▸ **Source document**:
************

New research has found that just  3% of the world’s land remains ecologically intact.

A new study from the Key Biodiversity Areas Secretariat in Cambridge, UK, suggested that these undamaged areas are in the Amazon and tropical forests in the Congo, east Siberian and northern Canadian forests, and the Sahara.

Whilst previously it was thought that 20-40% of the Earth’s surface wasn’t affected by humans, this new study has found that vital species are missing from these areas.

Dr Andrew Plumptre, the lead author of the study, said: “Much of what we consider as intact habitat is missing species that have been hunted [and poached] by people, or lost because of invasive species or disease. It’s fairly scary, because it shows how unique places like the Serengeti are, which actually have functioning and fully intact ecosystems.”

“We’re in the UN decade of ecosystem restoration now, but it is focusing on degraded habitat. Let’s also think about restoring species so that we can try and build up these areas where we’ve got ecologically intact ecosystems.”

“It might be possible to increase the ecological intact area back to up to 20% through the targeted reintroductions of species that have been lost in areas where human impact is still low, provided the threats to their survival can be addressed,” he added.

Prof James Watson at the University of Queensland, Australia, said: “This study undervalues many efforts by ecosystem scientists to map and save ecologically intact places across the planet. It uses maps for species that are basically best guesses, meaning the message of where ecosystems are actually still pretty much intact is clearly minimised.”

************

Saved entries
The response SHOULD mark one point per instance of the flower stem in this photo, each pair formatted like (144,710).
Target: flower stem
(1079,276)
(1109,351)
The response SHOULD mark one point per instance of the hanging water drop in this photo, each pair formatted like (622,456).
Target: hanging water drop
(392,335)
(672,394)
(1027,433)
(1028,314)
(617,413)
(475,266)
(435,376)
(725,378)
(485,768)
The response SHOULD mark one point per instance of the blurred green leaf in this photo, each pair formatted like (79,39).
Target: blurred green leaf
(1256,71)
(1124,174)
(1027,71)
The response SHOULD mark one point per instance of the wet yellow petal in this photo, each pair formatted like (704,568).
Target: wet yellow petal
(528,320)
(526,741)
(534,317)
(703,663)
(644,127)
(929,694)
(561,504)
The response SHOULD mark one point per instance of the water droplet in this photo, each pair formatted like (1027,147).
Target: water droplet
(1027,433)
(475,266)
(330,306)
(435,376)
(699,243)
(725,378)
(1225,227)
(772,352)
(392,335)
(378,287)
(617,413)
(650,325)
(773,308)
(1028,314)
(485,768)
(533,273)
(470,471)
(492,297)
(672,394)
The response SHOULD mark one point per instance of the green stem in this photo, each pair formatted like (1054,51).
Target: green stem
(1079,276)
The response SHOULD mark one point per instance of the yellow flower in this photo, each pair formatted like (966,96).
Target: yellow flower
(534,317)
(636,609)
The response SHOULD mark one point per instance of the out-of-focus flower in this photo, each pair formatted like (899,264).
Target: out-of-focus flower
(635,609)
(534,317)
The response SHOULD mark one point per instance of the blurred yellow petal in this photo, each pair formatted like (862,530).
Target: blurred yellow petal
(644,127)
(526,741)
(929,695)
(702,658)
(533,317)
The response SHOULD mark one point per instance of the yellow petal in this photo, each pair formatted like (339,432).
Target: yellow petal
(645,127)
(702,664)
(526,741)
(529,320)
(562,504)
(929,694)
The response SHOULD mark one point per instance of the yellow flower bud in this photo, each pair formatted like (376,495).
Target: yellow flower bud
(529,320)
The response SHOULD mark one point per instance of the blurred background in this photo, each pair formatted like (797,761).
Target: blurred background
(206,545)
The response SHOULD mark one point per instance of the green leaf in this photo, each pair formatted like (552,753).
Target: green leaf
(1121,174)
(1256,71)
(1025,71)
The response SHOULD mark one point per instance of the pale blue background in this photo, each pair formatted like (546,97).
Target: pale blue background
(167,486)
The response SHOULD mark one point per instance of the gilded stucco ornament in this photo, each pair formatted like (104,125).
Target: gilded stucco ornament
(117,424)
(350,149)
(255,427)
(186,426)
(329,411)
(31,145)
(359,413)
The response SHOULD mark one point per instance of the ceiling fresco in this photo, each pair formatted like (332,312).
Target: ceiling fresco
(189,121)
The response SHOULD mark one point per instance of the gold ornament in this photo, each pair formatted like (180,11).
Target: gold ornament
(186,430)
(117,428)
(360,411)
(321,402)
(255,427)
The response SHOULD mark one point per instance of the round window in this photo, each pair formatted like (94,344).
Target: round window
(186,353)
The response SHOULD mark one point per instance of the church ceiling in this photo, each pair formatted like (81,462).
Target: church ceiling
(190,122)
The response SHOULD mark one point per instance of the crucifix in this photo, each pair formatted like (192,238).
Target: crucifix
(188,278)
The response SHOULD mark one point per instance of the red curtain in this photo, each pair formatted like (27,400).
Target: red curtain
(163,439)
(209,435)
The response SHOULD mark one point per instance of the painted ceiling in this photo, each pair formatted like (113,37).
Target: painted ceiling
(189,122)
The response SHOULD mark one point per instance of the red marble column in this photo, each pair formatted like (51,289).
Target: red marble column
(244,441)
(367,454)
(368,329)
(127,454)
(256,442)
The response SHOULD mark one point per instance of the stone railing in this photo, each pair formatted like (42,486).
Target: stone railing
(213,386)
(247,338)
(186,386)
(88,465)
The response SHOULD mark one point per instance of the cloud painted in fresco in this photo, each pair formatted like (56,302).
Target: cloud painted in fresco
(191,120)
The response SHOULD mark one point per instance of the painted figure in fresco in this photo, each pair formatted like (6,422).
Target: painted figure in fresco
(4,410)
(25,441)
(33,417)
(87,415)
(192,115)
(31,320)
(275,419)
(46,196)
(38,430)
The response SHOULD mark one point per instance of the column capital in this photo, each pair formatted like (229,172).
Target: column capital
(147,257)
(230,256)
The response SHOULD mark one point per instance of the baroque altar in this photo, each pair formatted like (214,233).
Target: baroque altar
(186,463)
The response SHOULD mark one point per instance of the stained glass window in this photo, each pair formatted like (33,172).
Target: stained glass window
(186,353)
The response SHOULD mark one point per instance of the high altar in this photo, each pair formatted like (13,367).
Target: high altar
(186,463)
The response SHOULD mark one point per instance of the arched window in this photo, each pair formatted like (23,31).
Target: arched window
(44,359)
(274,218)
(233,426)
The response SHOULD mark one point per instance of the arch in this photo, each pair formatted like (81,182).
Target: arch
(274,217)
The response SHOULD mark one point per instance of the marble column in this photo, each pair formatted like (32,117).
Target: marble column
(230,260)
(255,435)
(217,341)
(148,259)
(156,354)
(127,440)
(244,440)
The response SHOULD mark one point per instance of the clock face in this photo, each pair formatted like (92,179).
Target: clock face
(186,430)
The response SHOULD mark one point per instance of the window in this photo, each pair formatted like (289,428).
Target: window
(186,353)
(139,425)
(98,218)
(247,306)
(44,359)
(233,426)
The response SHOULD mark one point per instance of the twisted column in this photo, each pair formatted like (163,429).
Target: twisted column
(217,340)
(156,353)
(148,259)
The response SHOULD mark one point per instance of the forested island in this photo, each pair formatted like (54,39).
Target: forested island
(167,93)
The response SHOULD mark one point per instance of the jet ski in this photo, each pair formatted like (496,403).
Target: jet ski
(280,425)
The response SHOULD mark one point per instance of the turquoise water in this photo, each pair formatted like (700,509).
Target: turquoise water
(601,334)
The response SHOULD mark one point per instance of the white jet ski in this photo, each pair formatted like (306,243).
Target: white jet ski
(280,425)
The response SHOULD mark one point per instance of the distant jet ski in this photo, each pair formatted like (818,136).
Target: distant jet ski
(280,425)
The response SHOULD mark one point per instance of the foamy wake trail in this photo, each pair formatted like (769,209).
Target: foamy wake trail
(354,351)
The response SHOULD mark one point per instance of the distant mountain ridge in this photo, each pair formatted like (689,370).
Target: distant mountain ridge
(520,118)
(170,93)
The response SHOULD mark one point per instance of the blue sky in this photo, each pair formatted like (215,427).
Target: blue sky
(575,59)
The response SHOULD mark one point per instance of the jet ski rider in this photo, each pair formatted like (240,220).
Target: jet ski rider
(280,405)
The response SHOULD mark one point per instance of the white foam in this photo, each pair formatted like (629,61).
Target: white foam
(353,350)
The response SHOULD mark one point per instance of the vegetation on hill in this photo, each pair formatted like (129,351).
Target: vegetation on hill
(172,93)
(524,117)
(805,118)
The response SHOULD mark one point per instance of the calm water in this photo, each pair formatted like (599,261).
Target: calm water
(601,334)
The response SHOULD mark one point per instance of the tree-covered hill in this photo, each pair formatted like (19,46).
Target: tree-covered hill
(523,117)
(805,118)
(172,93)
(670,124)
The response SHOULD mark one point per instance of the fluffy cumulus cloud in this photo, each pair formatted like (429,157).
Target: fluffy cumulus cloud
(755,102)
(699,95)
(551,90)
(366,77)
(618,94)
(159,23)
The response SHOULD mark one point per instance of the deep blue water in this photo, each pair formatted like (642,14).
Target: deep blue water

************

▸ **What you have to do**: Reproduce, word for word, the part of the study article on ecologically intact land that opens with the words containing "A new study" and closes with "and the Sahara.". The rows above play no part in what comes next.

▸ **Answer section**:
A new study from the Key Biodiversity Areas Secretariat in Cambridge, UK, suggested that these undamaged areas are in the Amazon and tropical forests in the Congo, east Siberian and northern Canadian forests, and the Sahara.